Point localization data:
....................
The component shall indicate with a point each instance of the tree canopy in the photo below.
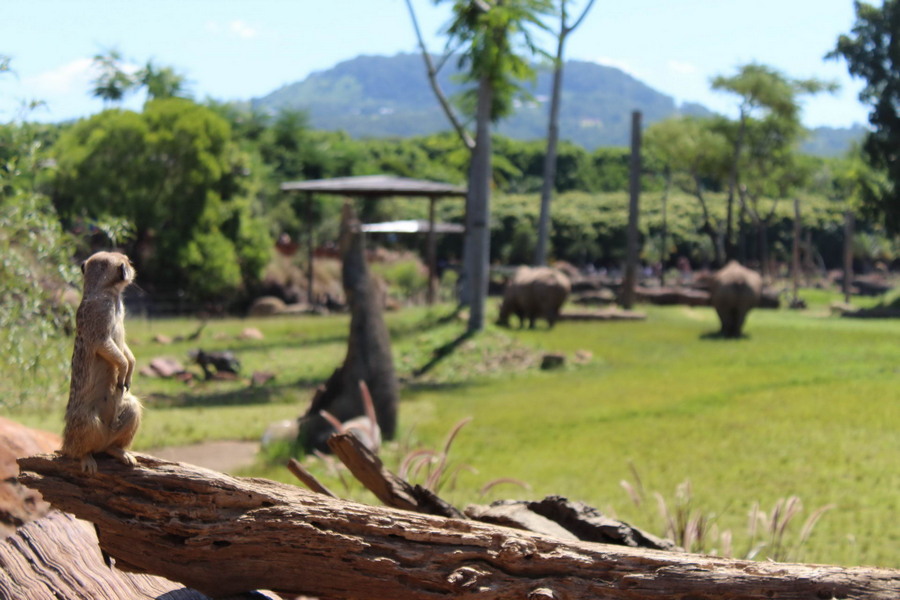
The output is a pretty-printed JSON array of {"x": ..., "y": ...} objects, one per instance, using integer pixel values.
[
  {"x": 175, "y": 174},
  {"x": 872, "y": 52}
]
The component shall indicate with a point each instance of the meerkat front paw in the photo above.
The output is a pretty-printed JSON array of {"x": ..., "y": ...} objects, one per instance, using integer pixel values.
[{"x": 89, "y": 464}]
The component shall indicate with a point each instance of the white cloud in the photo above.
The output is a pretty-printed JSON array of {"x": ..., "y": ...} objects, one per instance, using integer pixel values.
[
  {"x": 243, "y": 30},
  {"x": 236, "y": 28},
  {"x": 682, "y": 68},
  {"x": 618, "y": 64},
  {"x": 70, "y": 77}
]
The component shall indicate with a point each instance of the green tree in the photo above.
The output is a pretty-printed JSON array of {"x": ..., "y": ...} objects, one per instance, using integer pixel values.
[
  {"x": 694, "y": 155},
  {"x": 872, "y": 52},
  {"x": 491, "y": 39},
  {"x": 764, "y": 93},
  {"x": 175, "y": 173},
  {"x": 550, "y": 159},
  {"x": 36, "y": 273},
  {"x": 161, "y": 82}
]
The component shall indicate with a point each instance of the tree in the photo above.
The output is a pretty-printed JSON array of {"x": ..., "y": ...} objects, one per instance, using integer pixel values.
[
  {"x": 694, "y": 155},
  {"x": 161, "y": 82},
  {"x": 177, "y": 176},
  {"x": 872, "y": 52},
  {"x": 763, "y": 92},
  {"x": 490, "y": 37},
  {"x": 540, "y": 253},
  {"x": 112, "y": 82}
]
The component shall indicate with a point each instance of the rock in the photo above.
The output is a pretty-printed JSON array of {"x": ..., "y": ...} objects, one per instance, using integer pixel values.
[
  {"x": 285, "y": 430},
  {"x": 261, "y": 377},
  {"x": 18, "y": 504},
  {"x": 552, "y": 361},
  {"x": 163, "y": 366},
  {"x": 251, "y": 333},
  {"x": 265, "y": 306}
]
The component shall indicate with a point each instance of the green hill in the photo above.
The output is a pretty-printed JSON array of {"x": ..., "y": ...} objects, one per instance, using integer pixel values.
[{"x": 389, "y": 96}]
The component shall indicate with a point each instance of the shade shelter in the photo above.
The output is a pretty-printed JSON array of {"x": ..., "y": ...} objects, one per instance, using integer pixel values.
[{"x": 381, "y": 186}]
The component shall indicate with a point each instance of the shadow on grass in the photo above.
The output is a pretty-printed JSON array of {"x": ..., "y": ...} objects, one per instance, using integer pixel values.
[
  {"x": 441, "y": 353},
  {"x": 719, "y": 336},
  {"x": 263, "y": 394}
]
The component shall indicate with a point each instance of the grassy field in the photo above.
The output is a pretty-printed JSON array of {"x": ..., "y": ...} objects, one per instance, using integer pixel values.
[{"x": 806, "y": 405}]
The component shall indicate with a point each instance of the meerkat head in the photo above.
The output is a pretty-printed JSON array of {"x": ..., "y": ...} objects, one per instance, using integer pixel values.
[{"x": 105, "y": 270}]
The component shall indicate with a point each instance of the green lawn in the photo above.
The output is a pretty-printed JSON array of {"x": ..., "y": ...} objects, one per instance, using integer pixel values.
[{"x": 805, "y": 405}]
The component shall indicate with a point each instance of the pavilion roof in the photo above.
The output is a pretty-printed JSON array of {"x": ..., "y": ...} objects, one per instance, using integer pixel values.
[{"x": 375, "y": 185}]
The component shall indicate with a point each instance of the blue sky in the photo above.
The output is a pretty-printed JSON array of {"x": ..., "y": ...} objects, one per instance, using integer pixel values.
[{"x": 240, "y": 49}]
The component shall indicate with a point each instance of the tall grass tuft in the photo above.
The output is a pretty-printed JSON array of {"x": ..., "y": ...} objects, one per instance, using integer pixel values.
[{"x": 771, "y": 535}]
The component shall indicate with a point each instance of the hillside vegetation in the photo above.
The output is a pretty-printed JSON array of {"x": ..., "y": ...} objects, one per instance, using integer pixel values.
[{"x": 388, "y": 96}]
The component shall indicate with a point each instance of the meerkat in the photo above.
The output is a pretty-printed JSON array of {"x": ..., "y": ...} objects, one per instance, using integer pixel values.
[{"x": 102, "y": 415}]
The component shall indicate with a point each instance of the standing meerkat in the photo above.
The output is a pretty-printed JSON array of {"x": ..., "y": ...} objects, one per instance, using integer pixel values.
[{"x": 102, "y": 415}]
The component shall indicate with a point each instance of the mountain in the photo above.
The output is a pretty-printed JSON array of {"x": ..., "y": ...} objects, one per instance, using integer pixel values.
[
  {"x": 833, "y": 142},
  {"x": 389, "y": 96}
]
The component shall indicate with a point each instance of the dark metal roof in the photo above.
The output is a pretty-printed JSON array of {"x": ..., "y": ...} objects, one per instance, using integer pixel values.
[
  {"x": 412, "y": 226},
  {"x": 375, "y": 185}
]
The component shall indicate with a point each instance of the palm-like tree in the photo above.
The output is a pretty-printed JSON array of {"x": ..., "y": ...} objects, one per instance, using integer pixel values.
[{"x": 113, "y": 82}]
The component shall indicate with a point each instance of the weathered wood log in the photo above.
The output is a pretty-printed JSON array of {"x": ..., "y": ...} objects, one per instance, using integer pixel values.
[
  {"x": 223, "y": 535},
  {"x": 57, "y": 558},
  {"x": 392, "y": 490},
  {"x": 307, "y": 478},
  {"x": 575, "y": 519}
]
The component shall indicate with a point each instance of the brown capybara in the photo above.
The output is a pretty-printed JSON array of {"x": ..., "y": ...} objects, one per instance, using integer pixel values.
[
  {"x": 734, "y": 291},
  {"x": 532, "y": 293}
]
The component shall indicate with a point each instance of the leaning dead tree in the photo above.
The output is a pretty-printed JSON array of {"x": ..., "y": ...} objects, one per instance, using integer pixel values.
[
  {"x": 224, "y": 535},
  {"x": 368, "y": 356}
]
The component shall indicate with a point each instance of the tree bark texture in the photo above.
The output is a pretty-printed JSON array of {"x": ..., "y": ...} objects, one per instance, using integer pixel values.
[
  {"x": 368, "y": 356},
  {"x": 224, "y": 535},
  {"x": 480, "y": 176},
  {"x": 57, "y": 557}
]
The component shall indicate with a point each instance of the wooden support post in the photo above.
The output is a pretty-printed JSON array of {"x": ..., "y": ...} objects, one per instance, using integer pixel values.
[
  {"x": 849, "y": 226},
  {"x": 310, "y": 298},
  {"x": 432, "y": 252},
  {"x": 630, "y": 279},
  {"x": 224, "y": 535}
]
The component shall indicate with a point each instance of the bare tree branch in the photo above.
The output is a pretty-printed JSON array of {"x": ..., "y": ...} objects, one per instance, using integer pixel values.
[{"x": 435, "y": 86}]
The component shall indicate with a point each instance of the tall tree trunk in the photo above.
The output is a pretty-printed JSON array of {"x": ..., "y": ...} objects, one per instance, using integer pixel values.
[
  {"x": 368, "y": 358},
  {"x": 848, "y": 255},
  {"x": 664, "y": 244},
  {"x": 732, "y": 188},
  {"x": 547, "y": 186},
  {"x": 480, "y": 207},
  {"x": 630, "y": 280}
]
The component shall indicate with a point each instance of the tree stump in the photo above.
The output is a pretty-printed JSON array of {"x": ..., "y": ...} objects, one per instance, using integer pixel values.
[{"x": 368, "y": 356}]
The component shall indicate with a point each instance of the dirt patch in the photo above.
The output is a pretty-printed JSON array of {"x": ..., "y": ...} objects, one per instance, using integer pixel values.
[{"x": 225, "y": 456}]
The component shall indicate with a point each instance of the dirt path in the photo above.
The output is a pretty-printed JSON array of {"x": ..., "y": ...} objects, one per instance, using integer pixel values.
[{"x": 224, "y": 456}]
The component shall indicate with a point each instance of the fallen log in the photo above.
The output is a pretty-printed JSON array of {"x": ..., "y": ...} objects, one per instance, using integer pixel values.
[
  {"x": 224, "y": 535},
  {"x": 56, "y": 557}
]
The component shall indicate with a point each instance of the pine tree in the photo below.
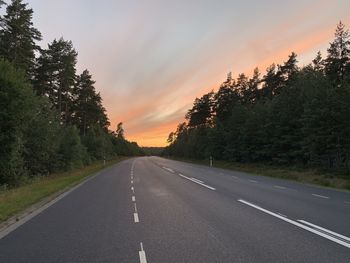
....................
ACTIVITY: Start at the line holding "path in the photo above." and stop at the last line of the entries above. Repeat those lines exactly, pictures excluded.

TASK RESPONSE:
The component shall indicate with a point each instance of the dirt path in the photo above.
The output is a pretty-printed JSON array of {"x": ..., "y": ...} objects, one per instance, using integer pixel values.
[{"x": 224, "y": 456}]
The component shall indicate with a point each instance of the fallen log in the photo above.
The output is a pretty-printed JSON array of {"x": ..., "y": ...} objects, one per instance, using integer pixel values.
[
  {"x": 224, "y": 535},
  {"x": 56, "y": 557}
]
The component shall indicate with a point each instance of the pine tree in the photo below.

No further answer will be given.